▸ **Directive**:
State how many lines of the material below contain the string "trace", giving only the number.

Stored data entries
• • • •
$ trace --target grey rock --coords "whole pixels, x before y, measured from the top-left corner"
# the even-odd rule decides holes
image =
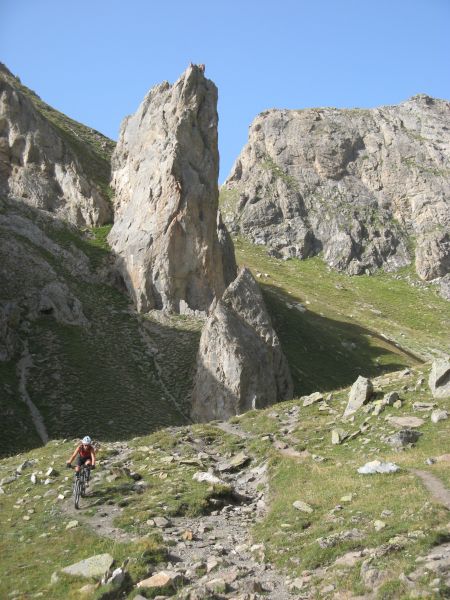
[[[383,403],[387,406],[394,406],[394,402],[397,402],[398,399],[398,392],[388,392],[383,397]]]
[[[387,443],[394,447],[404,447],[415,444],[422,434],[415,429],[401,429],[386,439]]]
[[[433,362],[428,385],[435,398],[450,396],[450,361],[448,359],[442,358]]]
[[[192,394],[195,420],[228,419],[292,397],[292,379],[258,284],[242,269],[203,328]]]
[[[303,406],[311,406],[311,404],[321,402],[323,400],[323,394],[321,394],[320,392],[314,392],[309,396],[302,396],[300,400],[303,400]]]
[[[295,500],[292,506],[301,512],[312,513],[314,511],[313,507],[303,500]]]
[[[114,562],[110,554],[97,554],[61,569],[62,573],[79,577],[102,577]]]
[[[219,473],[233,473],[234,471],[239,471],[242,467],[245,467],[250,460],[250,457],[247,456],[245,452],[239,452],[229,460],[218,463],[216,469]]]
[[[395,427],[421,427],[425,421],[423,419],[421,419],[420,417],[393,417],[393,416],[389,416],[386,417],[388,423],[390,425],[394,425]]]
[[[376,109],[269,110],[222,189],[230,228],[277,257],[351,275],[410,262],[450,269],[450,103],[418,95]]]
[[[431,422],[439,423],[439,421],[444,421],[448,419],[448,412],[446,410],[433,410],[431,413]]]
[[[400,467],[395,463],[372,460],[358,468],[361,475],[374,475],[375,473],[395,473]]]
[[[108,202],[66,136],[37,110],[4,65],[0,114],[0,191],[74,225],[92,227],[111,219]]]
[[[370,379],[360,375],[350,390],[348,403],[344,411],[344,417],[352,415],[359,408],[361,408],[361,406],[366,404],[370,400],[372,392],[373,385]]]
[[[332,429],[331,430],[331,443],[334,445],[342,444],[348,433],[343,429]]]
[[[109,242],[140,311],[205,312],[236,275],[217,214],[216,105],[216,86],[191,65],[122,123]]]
• • • •
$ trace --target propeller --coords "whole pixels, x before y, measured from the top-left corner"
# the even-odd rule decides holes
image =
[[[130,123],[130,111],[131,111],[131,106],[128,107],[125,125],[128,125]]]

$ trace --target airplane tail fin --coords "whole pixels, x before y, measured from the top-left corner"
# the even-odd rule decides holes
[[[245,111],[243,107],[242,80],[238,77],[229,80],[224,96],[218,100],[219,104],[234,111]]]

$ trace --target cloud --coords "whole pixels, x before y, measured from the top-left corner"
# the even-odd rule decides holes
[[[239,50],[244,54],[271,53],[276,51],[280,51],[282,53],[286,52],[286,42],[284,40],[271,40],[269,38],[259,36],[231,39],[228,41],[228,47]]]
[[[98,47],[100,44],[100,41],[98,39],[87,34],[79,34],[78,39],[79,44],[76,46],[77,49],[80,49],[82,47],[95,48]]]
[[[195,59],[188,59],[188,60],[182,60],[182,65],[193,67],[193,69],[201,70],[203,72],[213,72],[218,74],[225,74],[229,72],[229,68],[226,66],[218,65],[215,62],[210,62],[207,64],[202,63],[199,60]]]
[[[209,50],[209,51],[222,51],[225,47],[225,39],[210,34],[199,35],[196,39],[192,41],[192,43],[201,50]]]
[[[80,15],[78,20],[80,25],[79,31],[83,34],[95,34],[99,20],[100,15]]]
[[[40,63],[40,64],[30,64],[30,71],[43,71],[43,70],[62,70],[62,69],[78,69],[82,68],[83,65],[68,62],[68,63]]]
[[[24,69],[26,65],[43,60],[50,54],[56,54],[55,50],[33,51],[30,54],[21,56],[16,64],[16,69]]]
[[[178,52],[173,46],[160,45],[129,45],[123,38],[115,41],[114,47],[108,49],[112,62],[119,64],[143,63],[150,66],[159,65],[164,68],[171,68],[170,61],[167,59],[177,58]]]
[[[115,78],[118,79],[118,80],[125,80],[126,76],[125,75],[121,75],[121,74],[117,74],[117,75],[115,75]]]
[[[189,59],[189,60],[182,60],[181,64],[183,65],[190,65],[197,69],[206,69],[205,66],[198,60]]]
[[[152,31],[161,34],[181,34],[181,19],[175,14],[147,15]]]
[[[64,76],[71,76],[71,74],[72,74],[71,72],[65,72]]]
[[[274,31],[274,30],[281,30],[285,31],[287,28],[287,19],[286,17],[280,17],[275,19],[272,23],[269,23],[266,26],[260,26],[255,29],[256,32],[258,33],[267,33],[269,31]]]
• • • •
▸ **Response to the exercise**:
4